• [What to work on] Reproduce the lines below from the one that contains "Annotation guideline: for every instance of the low box" through the end, inclusive, and add nothing.
═════ Data for this exercise ═════
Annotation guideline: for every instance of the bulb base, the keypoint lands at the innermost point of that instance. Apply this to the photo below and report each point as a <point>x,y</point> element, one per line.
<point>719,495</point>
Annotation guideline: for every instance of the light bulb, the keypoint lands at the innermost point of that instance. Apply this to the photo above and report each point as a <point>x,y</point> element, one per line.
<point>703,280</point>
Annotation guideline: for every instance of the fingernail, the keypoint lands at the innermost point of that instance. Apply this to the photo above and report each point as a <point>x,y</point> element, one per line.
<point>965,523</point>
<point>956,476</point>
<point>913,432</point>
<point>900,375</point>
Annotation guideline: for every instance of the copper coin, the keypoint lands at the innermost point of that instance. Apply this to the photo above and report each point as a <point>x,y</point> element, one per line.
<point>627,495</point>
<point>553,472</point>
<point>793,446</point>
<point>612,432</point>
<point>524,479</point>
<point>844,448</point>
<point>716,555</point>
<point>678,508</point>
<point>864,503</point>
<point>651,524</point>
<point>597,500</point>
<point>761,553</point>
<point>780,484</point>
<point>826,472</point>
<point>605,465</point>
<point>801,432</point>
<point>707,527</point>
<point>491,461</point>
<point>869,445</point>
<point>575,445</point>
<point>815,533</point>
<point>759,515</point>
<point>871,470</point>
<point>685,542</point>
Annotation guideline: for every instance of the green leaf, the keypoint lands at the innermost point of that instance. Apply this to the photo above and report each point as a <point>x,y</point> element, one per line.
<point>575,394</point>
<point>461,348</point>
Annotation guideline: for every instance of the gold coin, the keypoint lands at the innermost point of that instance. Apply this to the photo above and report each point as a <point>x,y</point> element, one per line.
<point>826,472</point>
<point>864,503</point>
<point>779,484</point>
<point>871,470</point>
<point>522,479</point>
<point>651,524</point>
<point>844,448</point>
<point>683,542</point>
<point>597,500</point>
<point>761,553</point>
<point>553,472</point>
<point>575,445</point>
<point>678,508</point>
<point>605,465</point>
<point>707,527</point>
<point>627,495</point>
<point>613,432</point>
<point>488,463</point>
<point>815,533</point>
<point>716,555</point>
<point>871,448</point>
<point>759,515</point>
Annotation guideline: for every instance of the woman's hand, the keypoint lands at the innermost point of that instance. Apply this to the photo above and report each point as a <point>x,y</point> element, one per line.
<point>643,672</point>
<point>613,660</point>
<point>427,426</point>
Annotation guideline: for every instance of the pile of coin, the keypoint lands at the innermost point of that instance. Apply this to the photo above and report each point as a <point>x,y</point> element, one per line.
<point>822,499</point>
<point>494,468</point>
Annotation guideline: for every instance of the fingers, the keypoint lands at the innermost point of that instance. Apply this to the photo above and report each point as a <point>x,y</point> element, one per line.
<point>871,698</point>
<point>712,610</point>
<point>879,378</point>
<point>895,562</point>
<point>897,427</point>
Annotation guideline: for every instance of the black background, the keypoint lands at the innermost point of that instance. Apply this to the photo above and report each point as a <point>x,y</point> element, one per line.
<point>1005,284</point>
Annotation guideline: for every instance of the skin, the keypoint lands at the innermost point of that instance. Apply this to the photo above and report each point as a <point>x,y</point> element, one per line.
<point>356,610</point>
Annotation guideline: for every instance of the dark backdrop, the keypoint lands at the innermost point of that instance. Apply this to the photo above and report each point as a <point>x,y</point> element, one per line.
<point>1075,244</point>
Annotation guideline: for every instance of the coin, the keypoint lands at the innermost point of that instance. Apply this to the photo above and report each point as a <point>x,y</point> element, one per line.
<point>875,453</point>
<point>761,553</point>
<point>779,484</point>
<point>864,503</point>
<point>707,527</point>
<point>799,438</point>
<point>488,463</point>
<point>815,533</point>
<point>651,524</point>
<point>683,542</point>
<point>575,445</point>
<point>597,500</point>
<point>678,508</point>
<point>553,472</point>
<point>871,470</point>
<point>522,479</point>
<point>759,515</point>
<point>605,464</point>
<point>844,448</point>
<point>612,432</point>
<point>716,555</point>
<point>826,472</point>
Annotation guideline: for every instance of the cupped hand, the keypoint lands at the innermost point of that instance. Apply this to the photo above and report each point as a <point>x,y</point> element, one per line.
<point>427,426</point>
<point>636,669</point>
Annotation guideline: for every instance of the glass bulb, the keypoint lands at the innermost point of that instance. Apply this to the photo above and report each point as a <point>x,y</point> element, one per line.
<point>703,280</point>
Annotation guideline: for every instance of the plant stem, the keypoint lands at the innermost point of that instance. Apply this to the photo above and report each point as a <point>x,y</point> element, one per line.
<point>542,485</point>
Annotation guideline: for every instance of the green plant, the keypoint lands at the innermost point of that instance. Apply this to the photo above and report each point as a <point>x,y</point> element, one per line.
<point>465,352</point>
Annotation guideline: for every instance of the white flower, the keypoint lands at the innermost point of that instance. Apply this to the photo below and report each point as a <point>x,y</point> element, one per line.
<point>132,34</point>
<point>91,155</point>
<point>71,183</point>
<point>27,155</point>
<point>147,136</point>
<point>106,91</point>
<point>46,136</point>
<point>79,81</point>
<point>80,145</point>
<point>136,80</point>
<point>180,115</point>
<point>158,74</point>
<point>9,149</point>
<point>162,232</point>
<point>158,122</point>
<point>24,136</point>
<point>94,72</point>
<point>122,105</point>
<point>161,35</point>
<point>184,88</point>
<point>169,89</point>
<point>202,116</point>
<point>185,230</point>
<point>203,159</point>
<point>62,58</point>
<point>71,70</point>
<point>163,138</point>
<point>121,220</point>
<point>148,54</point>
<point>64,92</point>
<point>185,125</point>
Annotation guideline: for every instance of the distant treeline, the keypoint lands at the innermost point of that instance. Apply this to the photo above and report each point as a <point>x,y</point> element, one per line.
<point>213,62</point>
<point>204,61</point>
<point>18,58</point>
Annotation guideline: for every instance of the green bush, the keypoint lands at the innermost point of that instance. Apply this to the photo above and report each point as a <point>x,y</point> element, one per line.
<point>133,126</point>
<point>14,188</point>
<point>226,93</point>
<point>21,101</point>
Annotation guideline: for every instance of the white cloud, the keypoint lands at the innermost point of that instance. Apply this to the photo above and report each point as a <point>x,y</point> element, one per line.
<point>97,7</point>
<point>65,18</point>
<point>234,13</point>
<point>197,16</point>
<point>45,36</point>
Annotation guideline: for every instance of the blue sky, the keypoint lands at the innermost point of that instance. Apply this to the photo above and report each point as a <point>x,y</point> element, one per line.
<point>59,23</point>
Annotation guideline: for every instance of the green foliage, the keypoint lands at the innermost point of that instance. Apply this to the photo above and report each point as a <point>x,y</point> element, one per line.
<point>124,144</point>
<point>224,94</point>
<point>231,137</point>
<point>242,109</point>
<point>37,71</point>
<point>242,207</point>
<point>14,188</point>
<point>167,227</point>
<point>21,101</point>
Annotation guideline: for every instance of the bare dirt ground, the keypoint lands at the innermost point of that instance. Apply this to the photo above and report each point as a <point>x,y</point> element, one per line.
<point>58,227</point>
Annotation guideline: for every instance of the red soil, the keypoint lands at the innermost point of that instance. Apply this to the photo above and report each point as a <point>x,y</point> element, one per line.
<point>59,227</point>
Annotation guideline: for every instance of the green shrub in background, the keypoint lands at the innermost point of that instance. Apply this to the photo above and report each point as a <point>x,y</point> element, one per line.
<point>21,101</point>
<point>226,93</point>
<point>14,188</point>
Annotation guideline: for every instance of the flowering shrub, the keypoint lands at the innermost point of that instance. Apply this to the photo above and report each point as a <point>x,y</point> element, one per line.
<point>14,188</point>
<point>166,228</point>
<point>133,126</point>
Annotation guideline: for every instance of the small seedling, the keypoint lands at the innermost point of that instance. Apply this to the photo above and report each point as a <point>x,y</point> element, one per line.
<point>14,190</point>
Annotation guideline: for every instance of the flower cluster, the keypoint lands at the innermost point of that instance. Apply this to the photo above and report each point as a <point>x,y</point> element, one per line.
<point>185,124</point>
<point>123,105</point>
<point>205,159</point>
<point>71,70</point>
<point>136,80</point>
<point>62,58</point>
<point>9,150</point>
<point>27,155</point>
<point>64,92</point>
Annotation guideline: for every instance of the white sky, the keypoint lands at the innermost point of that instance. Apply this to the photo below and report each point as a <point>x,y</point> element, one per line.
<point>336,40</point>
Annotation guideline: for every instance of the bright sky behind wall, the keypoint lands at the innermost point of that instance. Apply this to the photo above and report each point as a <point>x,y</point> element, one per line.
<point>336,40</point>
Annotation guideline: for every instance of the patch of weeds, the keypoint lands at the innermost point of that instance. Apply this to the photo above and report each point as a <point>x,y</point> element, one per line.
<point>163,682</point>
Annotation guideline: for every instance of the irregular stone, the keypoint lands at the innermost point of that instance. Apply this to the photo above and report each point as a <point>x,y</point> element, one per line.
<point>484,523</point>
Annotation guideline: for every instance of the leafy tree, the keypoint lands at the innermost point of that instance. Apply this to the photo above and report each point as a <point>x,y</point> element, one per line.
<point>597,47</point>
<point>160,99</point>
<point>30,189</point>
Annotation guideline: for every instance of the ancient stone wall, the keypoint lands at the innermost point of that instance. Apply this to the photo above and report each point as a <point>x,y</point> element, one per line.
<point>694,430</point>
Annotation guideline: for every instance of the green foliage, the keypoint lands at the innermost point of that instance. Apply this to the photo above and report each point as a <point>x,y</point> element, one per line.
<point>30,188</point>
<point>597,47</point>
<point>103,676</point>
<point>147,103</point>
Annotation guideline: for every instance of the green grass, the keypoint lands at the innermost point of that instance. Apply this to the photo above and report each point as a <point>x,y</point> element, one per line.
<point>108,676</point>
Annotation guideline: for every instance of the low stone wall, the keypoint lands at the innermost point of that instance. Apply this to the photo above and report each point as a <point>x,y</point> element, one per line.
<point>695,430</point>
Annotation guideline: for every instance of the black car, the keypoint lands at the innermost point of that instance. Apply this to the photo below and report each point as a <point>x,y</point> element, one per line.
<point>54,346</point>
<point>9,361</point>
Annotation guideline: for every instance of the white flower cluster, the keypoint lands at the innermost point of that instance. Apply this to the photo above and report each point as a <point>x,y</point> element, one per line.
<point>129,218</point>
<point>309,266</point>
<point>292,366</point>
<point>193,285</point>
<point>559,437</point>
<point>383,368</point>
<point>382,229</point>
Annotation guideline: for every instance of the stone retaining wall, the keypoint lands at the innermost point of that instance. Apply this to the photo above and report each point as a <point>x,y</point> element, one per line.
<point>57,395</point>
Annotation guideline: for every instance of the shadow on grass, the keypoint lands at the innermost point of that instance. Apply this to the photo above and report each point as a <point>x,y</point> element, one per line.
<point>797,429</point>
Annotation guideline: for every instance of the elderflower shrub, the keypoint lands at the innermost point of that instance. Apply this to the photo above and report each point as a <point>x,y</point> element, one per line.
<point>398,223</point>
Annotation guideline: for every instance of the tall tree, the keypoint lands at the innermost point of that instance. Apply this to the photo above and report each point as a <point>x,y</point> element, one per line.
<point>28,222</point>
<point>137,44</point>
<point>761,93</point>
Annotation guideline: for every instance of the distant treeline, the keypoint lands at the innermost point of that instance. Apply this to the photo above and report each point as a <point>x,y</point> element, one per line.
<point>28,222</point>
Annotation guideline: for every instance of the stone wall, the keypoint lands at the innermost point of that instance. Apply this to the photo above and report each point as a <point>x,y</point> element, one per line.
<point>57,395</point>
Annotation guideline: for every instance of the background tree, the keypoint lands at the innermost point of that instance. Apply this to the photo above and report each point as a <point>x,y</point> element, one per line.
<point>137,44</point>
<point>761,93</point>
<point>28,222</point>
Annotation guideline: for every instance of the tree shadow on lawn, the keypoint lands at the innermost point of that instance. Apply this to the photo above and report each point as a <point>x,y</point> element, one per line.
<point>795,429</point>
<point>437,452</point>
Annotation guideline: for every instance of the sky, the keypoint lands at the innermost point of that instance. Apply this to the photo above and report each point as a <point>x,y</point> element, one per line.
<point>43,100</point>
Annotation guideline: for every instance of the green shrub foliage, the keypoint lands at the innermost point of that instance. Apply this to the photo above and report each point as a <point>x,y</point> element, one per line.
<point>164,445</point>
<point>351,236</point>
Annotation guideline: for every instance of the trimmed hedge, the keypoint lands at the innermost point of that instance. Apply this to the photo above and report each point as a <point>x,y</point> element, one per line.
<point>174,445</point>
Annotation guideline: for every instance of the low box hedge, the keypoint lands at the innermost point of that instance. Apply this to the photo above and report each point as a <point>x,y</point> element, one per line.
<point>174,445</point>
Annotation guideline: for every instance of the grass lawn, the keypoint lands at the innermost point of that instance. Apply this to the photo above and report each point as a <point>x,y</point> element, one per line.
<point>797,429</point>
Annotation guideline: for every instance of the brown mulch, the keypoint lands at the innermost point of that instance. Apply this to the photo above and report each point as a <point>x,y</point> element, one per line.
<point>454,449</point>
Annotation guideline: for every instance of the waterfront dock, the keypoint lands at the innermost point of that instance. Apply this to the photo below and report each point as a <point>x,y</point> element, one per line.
═════
• [Answer to the task]
Annotation guideline: for every instance of the low box hedge, the keypoint lands at the innermost point of that instance. Apply this to the photo above and report each point as a <point>x,y</point> element, one per line.
<point>174,445</point>
Annotation guideline: for every instance of the grass lawn, the keypoint lands at the innermost point of that instance. Apply this to the photo above and report each point as a <point>x,y</point> element, one per line.
<point>797,429</point>
Annotation guideline: for every instance of the brown mulch, the keypoint lands at the innermost point of that instance. Apply this to the photo above and report each point as a <point>x,y</point> element, one per line.
<point>454,449</point>
Annotation guideline: for every instance of the waterfront dock, the keypoint lands at the innermost point of that instance. Apply this to the photo below and report each point as a <point>x,y</point> element, one per line.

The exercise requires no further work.